■ **Given exercise**:
Your task is to output the listing word for word, with pictures excluded.

--- start Input for this task ---

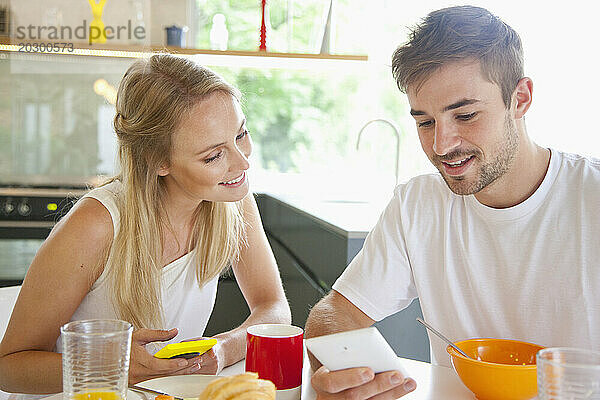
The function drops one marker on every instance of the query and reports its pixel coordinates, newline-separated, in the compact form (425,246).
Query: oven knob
(8,207)
(24,209)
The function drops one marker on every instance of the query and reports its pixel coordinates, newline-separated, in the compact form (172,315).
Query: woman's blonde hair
(153,97)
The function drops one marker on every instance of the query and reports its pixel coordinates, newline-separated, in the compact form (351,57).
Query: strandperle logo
(93,32)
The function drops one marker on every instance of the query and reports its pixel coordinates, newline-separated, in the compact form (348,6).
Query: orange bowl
(502,369)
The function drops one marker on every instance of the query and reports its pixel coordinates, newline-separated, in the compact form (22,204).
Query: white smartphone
(357,348)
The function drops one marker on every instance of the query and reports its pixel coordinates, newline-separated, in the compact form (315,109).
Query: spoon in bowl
(444,338)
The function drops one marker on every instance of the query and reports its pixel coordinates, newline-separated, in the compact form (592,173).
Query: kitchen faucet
(396,133)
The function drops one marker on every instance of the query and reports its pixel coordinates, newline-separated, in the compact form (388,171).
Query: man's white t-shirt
(529,272)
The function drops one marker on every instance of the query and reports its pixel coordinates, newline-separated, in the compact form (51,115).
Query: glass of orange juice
(95,359)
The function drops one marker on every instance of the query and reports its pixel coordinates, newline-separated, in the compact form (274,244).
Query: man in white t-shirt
(502,243)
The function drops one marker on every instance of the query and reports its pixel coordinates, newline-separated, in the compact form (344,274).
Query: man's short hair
(456,34)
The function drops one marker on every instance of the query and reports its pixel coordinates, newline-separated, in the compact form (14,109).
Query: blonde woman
(149,246)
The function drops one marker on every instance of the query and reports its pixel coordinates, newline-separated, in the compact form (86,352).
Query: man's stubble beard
(488,173)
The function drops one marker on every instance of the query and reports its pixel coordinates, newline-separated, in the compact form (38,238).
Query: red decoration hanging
(263,27)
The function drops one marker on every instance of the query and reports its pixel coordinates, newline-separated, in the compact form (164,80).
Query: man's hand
(144,366)
(360,383)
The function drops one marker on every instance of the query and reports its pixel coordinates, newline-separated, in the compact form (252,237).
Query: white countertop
(345,208)
(433,382)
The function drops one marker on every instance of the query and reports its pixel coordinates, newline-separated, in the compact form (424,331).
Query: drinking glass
(568,374)
(95,359)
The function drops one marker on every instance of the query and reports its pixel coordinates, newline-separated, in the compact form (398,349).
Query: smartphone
(186,349)
(357,348)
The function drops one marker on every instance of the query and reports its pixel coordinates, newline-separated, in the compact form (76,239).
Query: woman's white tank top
(186,306)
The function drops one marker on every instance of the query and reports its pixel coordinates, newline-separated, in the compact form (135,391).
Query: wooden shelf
(134,51)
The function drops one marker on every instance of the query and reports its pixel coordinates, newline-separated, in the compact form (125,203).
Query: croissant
(239,387)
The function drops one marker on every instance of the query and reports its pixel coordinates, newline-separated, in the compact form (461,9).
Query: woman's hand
(144,366)
(211,362)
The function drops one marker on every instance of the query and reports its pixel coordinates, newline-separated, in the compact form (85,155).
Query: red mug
(275,352)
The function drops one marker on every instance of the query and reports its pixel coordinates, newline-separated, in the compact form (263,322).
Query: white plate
(179,385)
(131,395)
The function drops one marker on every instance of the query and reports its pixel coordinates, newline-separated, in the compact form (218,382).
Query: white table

--- end Input for this task ---

■ **Complete answer**:
The function drops one marker on every instance of the query and reports its pixel coordinates, newline-separated, in the compact form (425,246).
Query: oven knob
(8,207)
(24,209)
The function drops one marker on every instance of the query and reports its pixel coordinates, newline-separated, in the compact form (172,315).
Query: woman's blonde hair
(153,97)
The function drops one marker on every instance of the query and reports its pixel coordinates, newline-separated, in the compact form (351,57).
Query: strandperle logo
(93,32)
The function drops one marker on every instance of the query and reports its pixel coordinates, newline-separated, in the compact form (348,6).
Query: orange bowl
(502,369)
The function drops one marker on every instance of the query and reports its pixel coordinates, newline-separated, in the compact form (22,204).
Query: white smartphone
(357,348)
The function drops one marker on every instance of the query and reports its pixel coordinates, newline-separated, in the compact form (315,109).
Query: spoon in bowl
(444,338)
The function drops one marker on every instance of the query and reports its pixel coordinates, newline-separated, in the compact form (592,173).
Query: kitchen faucet
(396,133)
The function drops one marker on every instance of the query and reports its pixel coordinates, newline-separated, in the compact form (388,171).
Query: man's white t-shirt
(529,272)
The function drops one marker on every instance of the query and reports its pixel coordinates, newline-separated, in the compact form (51,115).
Query: glass of orange juice
(95,359)
The function drops one marker on every instance of the query and reports its pixel coordinates, newline-separated, in the compact form (274,244).
Query: man in white t-shirt
(502,243)
The function drops one marker on every instance of the query and reports its pixel coordinates, newline-separated, in the compact form (344,274).
Query: man's short hair
(456,34)
The function drops one marker on every instance of the query and reports its pixel coordinates, newline-separated, in the compact form (14,109).
Query: blonde woman
(149,246)
The function drops one marker on every instance of the query and reports its pixel coordinates, newline-separated, in the compact form (86,352).
Query: man's stubble beard
(488,173)
The function drops one marker on every instance of the query and reports its pixel coordinates, newline-separated, in the compact form (38,238).
Query: red decoration hanging
(263,27)
The function drops one marker on every instance of the query and reports its pixel coordinates, newline-separated, in the compact form (164,80).
Query: man's hand
(144,366)
(360,383)
The function drops one marker on every instance of the query and reports its pixel coordinates, newline-separated, in the compact form (252,237).
Query: white countertop
(345,208)
(433,382)
The function drops one marker on every instance of the query and reports its pixel coordinates, newline-separated, in the compact form (424,331).
Query: drinking glass
(568,374)
(95,359)
The function drops one marker on every instance of the query and reports its pixel coordinates, newline-separated, in the compact form (398,349).
Query: smartphone
(186,349)
(357,348)
The function drops one marker on every instance of the query and reports its pixel coordinates, newline-separated, in the compact form (76,239).
Query: woman's white tank top
(186,306)
The function drops one marker on every instance of the query and reports its pixel coordinates, newline-separated, in the compact form (135,391).
Query: wooden shelf
(134,51)
The function drops one marker on every instance of the query and reports its pixel coordinates, newline-separated, in the compact form (125,203).
Query: croissant
(239,387)
The function drops one marker on every instance of the query and reports its pixel coordinates, newline-separated, in the compact form (461,9).
Query: woman's hand
(144,366)
(211,362)
The function drops one marker on every instance of the query and reports its pixel coordinates, newline-separated, in the compact form (85,155).
Query: red mug
(275,352)
The function drops one marker on every instance of the query and reports its pixel coordinates, newline-separated, in the compact form (263,322).
Query: white plate
(179,385)
(131,395)
The function drops one marker on every instance of the query and reports its pixel coordinates, newline-separated, in the compact form (218,382).
Query: white table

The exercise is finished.